▼
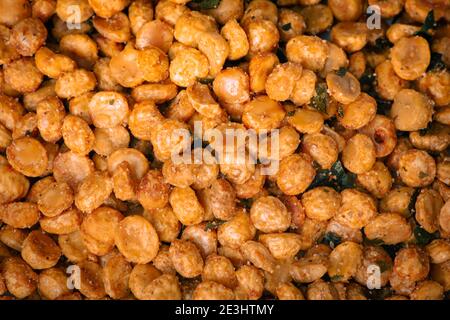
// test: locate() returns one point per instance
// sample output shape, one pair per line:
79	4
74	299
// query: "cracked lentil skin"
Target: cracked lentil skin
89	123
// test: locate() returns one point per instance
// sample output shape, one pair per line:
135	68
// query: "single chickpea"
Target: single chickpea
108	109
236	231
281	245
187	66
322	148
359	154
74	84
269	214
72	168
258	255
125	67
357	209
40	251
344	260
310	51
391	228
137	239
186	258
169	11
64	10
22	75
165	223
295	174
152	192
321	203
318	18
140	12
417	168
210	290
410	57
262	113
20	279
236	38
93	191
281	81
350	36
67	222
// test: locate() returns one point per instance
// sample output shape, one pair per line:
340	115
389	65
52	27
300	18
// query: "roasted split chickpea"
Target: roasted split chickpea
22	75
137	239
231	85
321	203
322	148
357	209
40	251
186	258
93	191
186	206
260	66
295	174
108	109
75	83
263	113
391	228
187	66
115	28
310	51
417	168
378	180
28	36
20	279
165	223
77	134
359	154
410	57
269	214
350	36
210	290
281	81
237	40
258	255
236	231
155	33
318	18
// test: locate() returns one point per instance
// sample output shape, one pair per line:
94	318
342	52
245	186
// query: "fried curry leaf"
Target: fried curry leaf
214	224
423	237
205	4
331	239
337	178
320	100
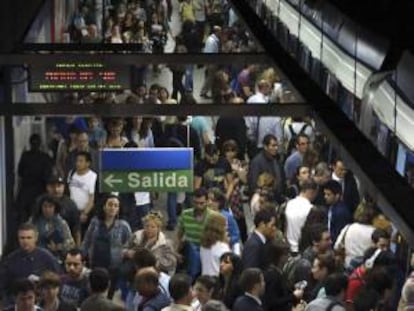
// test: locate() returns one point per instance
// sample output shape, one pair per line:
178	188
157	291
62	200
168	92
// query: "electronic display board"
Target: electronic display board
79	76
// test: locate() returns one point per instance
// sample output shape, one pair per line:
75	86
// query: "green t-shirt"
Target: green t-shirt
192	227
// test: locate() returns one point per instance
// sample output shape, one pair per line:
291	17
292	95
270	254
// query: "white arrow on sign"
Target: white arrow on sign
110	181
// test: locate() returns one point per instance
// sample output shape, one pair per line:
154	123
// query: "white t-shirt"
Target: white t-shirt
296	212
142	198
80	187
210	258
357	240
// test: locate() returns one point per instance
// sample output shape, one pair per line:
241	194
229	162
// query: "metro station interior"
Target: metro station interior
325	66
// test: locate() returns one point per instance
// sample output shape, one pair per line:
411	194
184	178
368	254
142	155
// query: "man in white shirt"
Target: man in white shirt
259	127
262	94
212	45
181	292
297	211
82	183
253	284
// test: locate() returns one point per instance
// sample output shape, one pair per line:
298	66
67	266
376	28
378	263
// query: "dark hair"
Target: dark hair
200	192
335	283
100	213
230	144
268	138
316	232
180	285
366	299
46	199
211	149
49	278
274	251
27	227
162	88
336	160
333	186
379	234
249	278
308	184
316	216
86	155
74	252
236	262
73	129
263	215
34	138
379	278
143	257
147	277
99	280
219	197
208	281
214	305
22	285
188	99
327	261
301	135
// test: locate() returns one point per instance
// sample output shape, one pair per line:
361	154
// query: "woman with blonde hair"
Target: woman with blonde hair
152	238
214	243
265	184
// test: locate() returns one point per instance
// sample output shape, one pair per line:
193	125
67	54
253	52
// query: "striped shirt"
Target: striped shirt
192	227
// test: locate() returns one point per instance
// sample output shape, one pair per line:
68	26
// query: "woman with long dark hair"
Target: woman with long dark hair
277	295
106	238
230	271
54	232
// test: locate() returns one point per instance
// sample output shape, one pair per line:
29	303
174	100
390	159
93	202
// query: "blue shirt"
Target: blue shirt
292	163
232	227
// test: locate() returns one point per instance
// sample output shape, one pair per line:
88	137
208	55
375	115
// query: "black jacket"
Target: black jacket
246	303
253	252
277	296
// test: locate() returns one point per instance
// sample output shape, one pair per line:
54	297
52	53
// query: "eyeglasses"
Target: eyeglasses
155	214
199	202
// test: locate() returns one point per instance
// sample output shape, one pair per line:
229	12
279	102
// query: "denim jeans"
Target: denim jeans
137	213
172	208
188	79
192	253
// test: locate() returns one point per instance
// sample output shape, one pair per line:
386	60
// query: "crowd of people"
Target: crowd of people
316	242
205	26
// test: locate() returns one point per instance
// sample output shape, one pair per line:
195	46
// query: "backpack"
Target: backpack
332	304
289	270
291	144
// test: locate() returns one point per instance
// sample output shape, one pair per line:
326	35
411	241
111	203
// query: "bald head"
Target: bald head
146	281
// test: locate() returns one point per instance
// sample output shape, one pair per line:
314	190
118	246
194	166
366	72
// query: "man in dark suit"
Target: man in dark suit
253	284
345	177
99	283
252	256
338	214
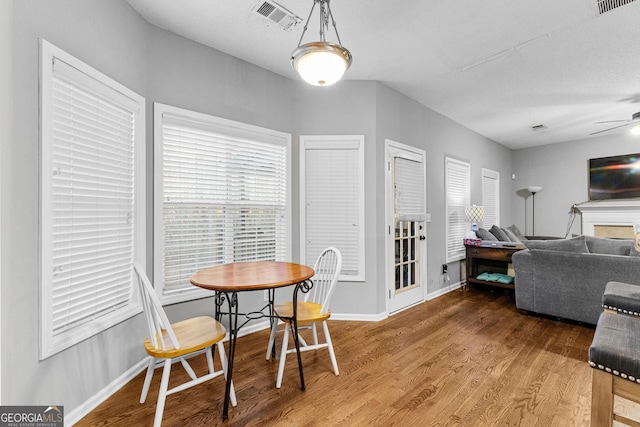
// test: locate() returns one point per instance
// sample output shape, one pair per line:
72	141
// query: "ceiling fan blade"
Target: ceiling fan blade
▲
REQUIREMENTS: Print the whole listing above once more, word for word, without its pictures.

THE RESULT:
// test: locate() returns one point per instance
// sample output shape, one pair per line:
79	4
74	299
// query: "cracked lentil skin"
Target: cracked lentil skin
89	123
// test: locate() returns one point per instance
// sample output shape, one pair per line:
135	68
// query: "single chickpea"
Target: single chickpea
108	109
236	231
281	245
187	66
322	148
359	154
74	84
269	214
72	168
258	255
125	67
357	209
40	251
344	260
310	51
391	228
137	239
186	258
169	11
64	10
22	75
165	223
295	174
152	192
321	203
318	18
140	12
417	168
210	290
410	57
262	113
20	279
236	38
93	191
281	81
350	36
67	222
// test: locate() returns one point per instance
// sample output shape, one pair per line:
340	115
389	65
52	27
300	18
// query: "roasted split chickpea"
Target: roasted split chickpea
22	75
137	239
231	85
321	203
322	148
357	209
40	251
186	258
93	191
186	206
260	66
295	174
108	109
75	83
263	113
391	228
187	66
115	28
310	51
417	168
378	180
28	36
20	279
165	223
77	134
359	154
410	57
269	214
350	36
210	290
281	81
237	40
258	255
236	231
155	33
318	18
// test: locate() returns one point per instance
// sample output shape, one pair per line:
94	318
342	52
245	186
// query: "fried curry leaf"
Target: fried curry leaf
214	224
423	237
205	4
331	239
337	178
320	100
// test: locate() returns one point per instance
// sample output shape, one pair per line:
178	188
157	291
62	200
168	92
// query: "electronic display board"
Target: electronic display board
79	76
// test: locate() returns one point per instance
// sample output shape, one pair per line:
75	86
// query: "green t-shirt"
Target: green t-shirt
192	227
// test: locate() returns one point per instance
// sample output shape, one pair per line:
291	17
292	95
270	254
// query: "white arrow on sign"
Target: white arrow on sign
110	181
// test: locate() returns one point per instance
// sample output shape, one pair per line:
154	123
// query: "white t-shirt"
Target: white t-shirt
296	212
142	198
80	187
210	258
357	240
// test: locate() returns one point per instance
// sample output shape, one pair per line:
241	194
229	162
// query: "metro station interior"
Target: metro station interior
325	66
// test: locate() returns one point per instance
// sample output shape, one pair per line:
411	194
184	178
368	254
142	155
// query: "man in white shirt"
Target: man in white shirt
259	127
262	94
212	45
181	292
297	211
82	183
253	284
// test: locate() returns one point per instance
// sample output shape, one pair per line:
298	66
67	266
376	28
378	263
// query: "dark hair"
Target: dark hair
200	192
335	283
100	213
230	144
268	138
316	232
180	285
366	299
46	199
211	149
49	278
274	251
27	227
162	88
336	160
333	186
379	234
249	278
308	184
316	216
86	155
74	252
236	262
73	129
263	215
34	138
379	278
143	257
147	277
99	280
219	197
208	281
214	305
22	285
188	99
327	261
301	135
// test: locate() returns one point per instance
// sample output shape, one pair per line:
361	154
// query: "woman with blonde hair"
Target: woman with blonde hair
152	238
214	243
265	184
// test: locate() returns one point per instance
// sample output shape, one pair per line:
193	125
67	54
253	52
// query: "striped shirt"
Target: striped shirt
192	227
// test: locate() returns one point per instance
// sample output shape, one pair per line:
68	26
// query: "woman with long dark hair"
Target: woman with long dark hair
277	295
106	238
230	271
54	232
// test: locate() returns one point per instance
// sample output shape, one pair per line:
29	303
174	100
390	159
93	202
// query: "blue shirt"
Target: blue shirt
292	163
232	227
// test: locate() returns one point per instance
// sample output shape, one pair per line:
88	137
208	55
375	115
// query: "black jacket"
Target: black jacket
246	303
253	252
277	296
// test: locate() returns one point per instance
// sample output shape, one pair per line:
54	297
52	53
// query: "eyeglasses"
Target: eyeglasses
155	214
199	202
// test: locate() returns one point per instance
// sample output shape, one pair per line:
229	12
279	102
// query: "denim jeans"
Target: denim jeans
137	213
172	208
188	79
192	253
// test: locate() returns one point per instance
// sample output shape, one pair per line:
386	60
// query: "crowd of people"
Target: crowd of people
316	242
205	26
// test: locate() returns one point per instance
// sample output shape, one pair per line:
195	46
// query: "backpack"
Target: backpack
332	304
289	270
291	144
// test: locate() returns one point per instance
// sample output shape, one pair per line:
326	35
411	241
111	203
// query: "bald head"
Target: bald head
146	281
// test: locate() returns one point per instance
// sample output shape, one pair per line:
314	190
118	246
194	166
366	72
// query: "man in dark suit"
Target: man in dark suit
253	284
345	177
99	283
252	256
338	214
// test: locate() returns one point per instance
// sample output shape, one pair per line:
72	141
// query: "ceiling fan blade"
Target: ceiling fan blade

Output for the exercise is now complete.